*Exercise prompt:*
Reproduce everything from the line containing "Mark the paved" down to the end of the material, with no changes.

*Data provided:*

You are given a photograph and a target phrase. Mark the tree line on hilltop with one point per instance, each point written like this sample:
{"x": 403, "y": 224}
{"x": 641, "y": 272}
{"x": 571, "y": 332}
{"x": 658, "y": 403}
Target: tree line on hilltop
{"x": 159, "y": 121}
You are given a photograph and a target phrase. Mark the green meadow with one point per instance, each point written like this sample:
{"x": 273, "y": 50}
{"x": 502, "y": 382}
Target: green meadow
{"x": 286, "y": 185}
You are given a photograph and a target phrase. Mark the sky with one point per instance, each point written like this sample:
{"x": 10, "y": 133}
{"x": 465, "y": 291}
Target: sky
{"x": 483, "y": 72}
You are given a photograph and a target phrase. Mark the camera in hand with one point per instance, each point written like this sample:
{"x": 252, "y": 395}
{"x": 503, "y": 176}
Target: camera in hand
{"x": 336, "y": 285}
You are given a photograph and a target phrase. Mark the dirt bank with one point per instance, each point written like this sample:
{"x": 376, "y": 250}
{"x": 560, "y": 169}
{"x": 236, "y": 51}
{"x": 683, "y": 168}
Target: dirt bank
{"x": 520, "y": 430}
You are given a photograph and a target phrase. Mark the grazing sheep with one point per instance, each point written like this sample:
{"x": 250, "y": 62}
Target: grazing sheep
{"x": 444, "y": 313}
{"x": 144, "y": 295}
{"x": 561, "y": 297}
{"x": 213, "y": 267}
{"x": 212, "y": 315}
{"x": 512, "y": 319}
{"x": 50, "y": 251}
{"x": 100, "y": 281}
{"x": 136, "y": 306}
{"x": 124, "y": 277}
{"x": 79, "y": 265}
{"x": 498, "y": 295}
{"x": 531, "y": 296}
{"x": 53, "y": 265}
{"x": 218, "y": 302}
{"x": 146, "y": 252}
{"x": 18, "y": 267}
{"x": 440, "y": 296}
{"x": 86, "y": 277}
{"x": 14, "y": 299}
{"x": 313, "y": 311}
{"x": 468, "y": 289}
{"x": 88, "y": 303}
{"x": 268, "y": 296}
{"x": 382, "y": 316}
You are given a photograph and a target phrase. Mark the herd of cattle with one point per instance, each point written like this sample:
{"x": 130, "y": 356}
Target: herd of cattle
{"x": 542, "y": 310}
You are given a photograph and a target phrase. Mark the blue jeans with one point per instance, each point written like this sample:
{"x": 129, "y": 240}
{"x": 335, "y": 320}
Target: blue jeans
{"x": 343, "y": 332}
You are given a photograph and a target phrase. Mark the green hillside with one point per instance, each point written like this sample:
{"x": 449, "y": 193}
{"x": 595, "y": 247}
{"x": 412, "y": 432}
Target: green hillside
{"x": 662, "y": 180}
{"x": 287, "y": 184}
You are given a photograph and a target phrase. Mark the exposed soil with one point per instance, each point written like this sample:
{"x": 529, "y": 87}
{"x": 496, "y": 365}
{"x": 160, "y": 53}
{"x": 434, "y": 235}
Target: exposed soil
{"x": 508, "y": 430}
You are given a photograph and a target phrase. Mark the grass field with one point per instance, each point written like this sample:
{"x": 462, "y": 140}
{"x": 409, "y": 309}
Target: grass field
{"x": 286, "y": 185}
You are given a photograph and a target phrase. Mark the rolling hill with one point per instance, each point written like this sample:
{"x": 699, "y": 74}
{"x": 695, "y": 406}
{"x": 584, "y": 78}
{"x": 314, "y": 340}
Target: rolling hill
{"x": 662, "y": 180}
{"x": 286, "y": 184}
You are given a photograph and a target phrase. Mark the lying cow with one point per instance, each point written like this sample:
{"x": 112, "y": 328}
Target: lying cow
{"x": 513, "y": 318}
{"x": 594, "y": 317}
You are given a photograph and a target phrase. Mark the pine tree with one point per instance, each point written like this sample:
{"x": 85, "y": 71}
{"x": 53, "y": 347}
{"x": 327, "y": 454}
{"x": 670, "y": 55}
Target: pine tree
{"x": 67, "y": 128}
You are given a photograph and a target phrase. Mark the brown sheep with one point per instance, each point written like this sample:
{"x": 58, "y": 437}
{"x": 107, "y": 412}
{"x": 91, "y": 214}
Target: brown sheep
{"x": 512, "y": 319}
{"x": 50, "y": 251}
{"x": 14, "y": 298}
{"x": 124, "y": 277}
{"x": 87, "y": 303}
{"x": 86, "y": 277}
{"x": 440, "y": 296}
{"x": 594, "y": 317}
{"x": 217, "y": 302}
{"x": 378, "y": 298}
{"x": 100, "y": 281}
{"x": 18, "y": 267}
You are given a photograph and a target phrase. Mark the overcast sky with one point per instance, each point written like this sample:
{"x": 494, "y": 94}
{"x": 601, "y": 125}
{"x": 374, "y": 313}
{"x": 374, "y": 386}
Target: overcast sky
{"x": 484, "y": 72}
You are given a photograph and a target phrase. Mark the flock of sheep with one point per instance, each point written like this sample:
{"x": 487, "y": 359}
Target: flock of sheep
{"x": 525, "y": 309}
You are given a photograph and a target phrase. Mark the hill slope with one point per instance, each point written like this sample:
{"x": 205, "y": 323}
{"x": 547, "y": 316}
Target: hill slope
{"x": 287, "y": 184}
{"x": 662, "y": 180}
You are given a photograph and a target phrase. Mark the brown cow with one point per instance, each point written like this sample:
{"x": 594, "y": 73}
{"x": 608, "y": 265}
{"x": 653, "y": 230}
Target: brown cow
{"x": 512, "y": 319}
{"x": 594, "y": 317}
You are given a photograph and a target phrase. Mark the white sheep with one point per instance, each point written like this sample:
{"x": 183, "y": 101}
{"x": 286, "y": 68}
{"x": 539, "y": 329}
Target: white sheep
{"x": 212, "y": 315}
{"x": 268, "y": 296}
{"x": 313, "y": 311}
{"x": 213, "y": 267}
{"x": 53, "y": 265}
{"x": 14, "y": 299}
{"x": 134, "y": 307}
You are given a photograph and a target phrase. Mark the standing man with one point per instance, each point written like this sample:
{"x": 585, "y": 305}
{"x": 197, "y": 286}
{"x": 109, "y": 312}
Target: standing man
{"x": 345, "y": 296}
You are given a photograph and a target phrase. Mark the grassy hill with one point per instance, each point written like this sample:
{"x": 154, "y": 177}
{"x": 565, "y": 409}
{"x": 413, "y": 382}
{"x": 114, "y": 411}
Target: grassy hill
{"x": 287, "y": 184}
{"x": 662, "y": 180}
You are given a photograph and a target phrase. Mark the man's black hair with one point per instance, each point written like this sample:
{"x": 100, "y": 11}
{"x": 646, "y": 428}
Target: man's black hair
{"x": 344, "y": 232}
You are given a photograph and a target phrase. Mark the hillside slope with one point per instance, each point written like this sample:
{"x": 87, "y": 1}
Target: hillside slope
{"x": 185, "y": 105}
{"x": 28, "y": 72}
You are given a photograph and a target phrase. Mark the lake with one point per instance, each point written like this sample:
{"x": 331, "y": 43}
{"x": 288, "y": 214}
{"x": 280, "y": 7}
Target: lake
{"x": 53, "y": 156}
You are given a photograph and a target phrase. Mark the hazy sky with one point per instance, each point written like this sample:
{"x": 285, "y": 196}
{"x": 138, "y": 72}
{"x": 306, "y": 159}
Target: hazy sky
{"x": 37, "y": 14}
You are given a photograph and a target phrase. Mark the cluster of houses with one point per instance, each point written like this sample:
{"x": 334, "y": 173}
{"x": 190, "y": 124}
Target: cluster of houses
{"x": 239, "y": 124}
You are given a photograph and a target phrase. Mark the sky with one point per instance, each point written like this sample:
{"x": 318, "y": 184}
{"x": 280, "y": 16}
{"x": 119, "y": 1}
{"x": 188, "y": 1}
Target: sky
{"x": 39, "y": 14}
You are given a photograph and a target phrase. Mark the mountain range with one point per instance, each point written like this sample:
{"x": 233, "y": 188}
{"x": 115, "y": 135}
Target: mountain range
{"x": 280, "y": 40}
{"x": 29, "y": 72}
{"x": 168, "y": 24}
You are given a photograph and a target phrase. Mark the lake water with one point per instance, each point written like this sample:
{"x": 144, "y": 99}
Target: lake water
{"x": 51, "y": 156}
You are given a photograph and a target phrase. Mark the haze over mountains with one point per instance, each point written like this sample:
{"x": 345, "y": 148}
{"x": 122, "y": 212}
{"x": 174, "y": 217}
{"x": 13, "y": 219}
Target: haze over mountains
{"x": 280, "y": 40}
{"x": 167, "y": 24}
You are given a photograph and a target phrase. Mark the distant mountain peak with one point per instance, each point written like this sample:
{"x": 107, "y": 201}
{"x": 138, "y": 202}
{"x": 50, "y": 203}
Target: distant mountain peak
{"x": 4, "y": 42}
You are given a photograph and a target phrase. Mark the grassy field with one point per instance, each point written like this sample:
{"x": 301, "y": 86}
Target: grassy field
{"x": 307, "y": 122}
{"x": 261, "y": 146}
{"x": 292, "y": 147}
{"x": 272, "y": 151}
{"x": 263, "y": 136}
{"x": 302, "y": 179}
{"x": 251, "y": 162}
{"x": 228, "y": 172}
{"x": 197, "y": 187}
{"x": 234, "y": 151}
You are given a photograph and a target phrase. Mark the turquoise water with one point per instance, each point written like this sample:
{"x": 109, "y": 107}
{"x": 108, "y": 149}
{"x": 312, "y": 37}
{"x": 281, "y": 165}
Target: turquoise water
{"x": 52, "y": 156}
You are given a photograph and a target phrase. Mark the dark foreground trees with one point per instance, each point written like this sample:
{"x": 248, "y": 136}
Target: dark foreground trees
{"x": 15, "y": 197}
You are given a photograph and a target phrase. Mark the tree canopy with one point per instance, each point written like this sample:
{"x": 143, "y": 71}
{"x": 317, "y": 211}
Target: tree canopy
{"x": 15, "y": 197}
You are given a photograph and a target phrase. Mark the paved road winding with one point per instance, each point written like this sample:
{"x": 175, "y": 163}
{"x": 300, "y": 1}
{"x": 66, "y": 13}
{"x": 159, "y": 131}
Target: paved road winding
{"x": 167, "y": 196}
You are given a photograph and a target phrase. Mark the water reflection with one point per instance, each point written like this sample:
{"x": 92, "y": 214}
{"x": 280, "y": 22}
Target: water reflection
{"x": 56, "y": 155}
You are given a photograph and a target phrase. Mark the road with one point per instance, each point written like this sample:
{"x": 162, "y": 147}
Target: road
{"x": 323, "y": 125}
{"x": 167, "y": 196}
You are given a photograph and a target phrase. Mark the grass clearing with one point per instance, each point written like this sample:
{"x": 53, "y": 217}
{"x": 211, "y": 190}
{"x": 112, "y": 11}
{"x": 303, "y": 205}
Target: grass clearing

*Worked solution:*
You are given a photograph and a target phrase. Mark the paved road winding with one point per instance, each point written like this sample:
{"x": 175, "y": 163}
{"x": 300, "y": 1}
{"x": 66, "y": 13}
{"x": 159, "y": 131}
Target: paved road winding
{"x": 167, "y": 196}
You are given a photograph and a target phrase. Mark the water reflection with one point per instance, each point written like this sample:
{"x": 92, "y": 214}
{"x": 280, "y": 22}
Target: water reflection
{"x": 56, "y": 155}
You are given a photograph and a target phrase. Mark the road with one point per instance, each point written like this sample:
{"x": 162, "y": 147}
Target: road
{"x": 323, "y": 125}
{"x": 167, "y": 196}
You are given a photograph and a target phrase. Mark the grass clearing with one point per instance, each point written like this sample:
{"x": 53, "y": 217}
{"x": 211, "y": 190}
{"x": 112, "y": 11}
{"x": 303, "y": 205}
Target: grass clearing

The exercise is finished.